**EXERCISE INPUTS:**
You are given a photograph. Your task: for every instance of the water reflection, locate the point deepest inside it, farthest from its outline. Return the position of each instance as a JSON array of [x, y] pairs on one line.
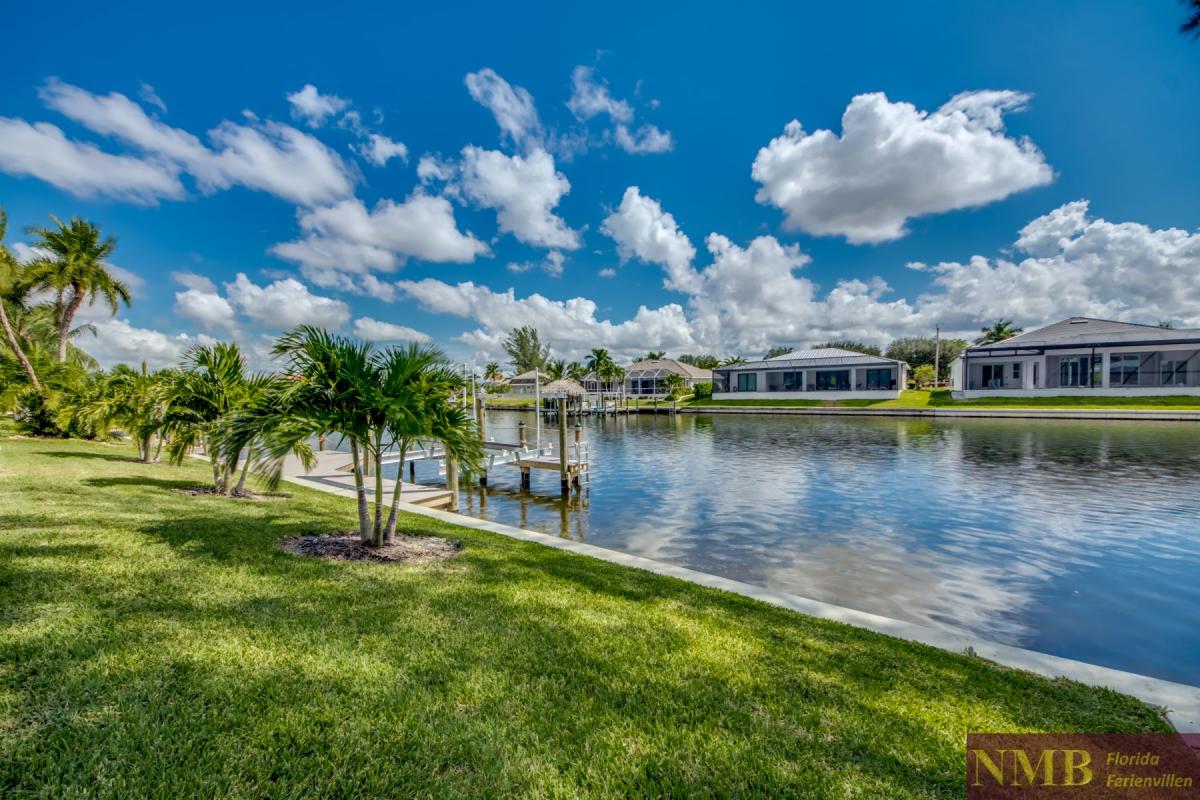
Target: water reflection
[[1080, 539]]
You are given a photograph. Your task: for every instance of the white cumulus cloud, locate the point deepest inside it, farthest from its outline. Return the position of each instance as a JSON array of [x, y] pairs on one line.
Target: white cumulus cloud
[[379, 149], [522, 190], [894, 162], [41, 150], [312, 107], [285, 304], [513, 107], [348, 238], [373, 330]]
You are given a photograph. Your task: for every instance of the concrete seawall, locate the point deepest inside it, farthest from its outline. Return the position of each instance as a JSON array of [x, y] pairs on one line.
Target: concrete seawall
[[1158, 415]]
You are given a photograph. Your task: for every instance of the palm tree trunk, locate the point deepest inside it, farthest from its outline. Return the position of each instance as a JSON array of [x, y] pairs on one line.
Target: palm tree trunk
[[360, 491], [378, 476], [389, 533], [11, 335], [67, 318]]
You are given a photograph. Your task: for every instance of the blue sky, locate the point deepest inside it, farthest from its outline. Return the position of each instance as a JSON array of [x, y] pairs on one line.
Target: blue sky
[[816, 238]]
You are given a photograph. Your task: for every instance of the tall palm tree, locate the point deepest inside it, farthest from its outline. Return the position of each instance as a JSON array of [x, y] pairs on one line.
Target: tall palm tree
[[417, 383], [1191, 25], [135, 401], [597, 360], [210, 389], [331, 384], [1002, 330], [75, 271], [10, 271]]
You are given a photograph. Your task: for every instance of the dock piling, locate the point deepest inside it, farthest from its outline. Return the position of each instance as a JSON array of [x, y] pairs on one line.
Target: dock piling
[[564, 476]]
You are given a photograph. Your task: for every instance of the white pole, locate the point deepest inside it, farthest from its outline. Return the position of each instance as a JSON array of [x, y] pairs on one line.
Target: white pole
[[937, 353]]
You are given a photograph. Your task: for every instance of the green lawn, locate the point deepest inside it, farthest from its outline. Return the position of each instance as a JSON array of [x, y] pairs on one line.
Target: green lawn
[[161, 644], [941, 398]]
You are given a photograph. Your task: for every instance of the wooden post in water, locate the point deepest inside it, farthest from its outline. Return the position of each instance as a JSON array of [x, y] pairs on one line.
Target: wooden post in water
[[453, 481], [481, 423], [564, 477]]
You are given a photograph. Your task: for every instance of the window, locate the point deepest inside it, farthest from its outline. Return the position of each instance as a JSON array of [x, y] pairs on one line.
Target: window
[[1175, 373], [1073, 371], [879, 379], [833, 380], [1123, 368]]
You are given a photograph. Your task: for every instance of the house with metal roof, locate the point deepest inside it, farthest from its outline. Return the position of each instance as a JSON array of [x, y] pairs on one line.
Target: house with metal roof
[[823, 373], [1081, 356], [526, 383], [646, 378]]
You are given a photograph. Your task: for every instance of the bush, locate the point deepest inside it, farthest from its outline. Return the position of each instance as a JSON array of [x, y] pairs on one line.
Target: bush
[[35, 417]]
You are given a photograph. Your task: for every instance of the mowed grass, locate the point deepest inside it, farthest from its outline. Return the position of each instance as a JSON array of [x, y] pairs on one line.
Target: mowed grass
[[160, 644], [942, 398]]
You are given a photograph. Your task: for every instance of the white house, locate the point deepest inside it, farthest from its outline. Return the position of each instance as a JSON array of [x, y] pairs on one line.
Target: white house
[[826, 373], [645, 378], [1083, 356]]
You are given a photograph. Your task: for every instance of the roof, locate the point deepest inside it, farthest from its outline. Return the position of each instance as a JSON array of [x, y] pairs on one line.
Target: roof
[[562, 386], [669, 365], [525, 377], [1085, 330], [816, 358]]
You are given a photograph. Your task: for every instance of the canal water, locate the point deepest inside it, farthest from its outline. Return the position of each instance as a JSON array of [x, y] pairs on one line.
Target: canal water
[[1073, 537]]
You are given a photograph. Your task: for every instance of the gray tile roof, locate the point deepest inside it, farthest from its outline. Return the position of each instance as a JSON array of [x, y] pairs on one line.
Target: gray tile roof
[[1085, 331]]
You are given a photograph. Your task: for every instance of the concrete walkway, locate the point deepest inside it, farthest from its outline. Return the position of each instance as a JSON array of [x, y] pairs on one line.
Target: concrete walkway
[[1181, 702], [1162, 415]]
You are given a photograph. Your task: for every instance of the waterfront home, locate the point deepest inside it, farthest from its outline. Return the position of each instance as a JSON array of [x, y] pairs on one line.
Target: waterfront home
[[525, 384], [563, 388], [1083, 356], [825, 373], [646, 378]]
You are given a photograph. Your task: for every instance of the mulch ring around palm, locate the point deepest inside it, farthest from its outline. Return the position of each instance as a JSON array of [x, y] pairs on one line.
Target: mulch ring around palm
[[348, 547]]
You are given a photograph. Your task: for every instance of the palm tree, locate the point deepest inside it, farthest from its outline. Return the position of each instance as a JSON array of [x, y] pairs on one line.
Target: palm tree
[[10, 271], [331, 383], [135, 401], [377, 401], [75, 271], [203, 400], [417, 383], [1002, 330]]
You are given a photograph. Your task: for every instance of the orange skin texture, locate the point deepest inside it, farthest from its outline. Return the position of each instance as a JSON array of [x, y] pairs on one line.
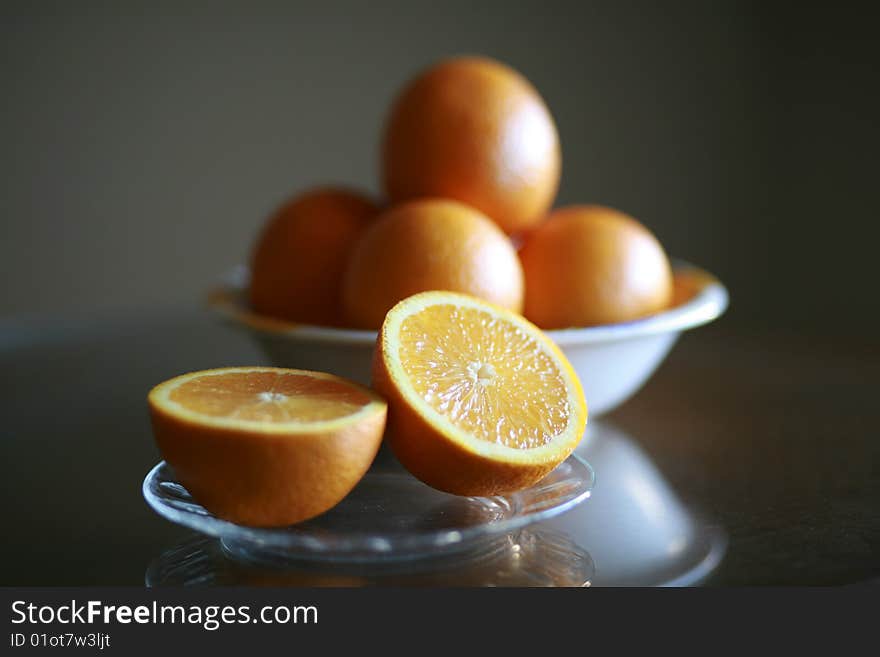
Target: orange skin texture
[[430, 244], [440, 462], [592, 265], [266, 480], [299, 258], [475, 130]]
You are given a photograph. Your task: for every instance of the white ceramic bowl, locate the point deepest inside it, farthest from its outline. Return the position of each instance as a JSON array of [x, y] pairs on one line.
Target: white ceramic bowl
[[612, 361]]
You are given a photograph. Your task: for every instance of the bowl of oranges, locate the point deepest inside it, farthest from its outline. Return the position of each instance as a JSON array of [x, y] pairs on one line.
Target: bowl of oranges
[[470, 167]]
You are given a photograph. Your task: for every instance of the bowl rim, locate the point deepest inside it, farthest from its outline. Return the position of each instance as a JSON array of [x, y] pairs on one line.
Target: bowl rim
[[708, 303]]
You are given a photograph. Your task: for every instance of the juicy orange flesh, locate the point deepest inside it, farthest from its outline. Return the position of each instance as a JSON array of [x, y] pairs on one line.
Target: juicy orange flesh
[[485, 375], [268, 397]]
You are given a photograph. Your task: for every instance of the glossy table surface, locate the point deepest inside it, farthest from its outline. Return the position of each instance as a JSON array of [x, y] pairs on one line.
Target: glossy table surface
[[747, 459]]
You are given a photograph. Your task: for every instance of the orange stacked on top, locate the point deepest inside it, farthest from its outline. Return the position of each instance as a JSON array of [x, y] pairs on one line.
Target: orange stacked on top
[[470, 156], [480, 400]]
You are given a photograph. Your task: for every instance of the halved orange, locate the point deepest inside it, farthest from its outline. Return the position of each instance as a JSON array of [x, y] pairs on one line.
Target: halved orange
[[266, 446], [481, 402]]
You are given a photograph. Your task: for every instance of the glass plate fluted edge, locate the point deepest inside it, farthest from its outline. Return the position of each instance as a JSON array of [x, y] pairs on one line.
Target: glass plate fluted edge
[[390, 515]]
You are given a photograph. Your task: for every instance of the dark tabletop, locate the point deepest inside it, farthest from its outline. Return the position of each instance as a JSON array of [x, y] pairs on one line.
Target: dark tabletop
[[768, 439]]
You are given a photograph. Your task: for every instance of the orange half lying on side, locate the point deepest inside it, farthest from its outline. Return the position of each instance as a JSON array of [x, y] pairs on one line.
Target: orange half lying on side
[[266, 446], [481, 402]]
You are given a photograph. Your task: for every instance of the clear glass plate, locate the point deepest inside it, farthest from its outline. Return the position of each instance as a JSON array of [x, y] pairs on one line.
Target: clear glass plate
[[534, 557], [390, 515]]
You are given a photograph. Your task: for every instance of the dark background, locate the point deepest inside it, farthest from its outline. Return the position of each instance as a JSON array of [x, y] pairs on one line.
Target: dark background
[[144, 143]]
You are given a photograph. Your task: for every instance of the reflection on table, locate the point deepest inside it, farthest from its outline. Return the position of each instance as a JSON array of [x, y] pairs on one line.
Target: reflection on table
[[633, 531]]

**EXERCISE DETAILS:** Update the part of the listing that opens with the line containing "the orange stacked" and closes with the line containing "[[390, 515]]" by replacing "halved orange" with "sliced orange" and leaving everything else unchanged. Return only those lines.

**ANSWER TO THE PROBLEM:**
You are given a photograph. Your task: for every instance of the orange stacked on top, locate the point deepest inside it, farthest from its outline. Return the position of each instance as a JSON array of [x, y] pairs on one line.
Target: orange stacked on top
[[470, 156], [480, 400]]
You are given a photograph. Your task: for every instance of the sliced orange, locate the point deepest inside it, farthest from its outline. Return the position of each instance as a JSON array of [x, y] pairs on one line.
Target: sliced orange
[[266, 446], [481, 402]]
You are given a photograph. Your task: for every instance of the glass plate fluted edge, locate the point deepest inside it, farthest from its outline. Return the position of each instance as a JSON array of [x, y] pairs on one line.
Target: glass plate fluted edge
[[390, 515]]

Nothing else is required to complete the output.